(Work to complete): Output the records exactly, every one of them.

(Dataset records):
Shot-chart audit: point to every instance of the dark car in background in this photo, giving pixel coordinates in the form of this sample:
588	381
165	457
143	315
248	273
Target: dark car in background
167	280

(Solved problem):
Shot-chart audit: point to every instance of the dark car in background in this photo, giving pixel coordinates in the form of this sample:
588	381
165	457
143	315
248	273
Target: dark car in background
167	280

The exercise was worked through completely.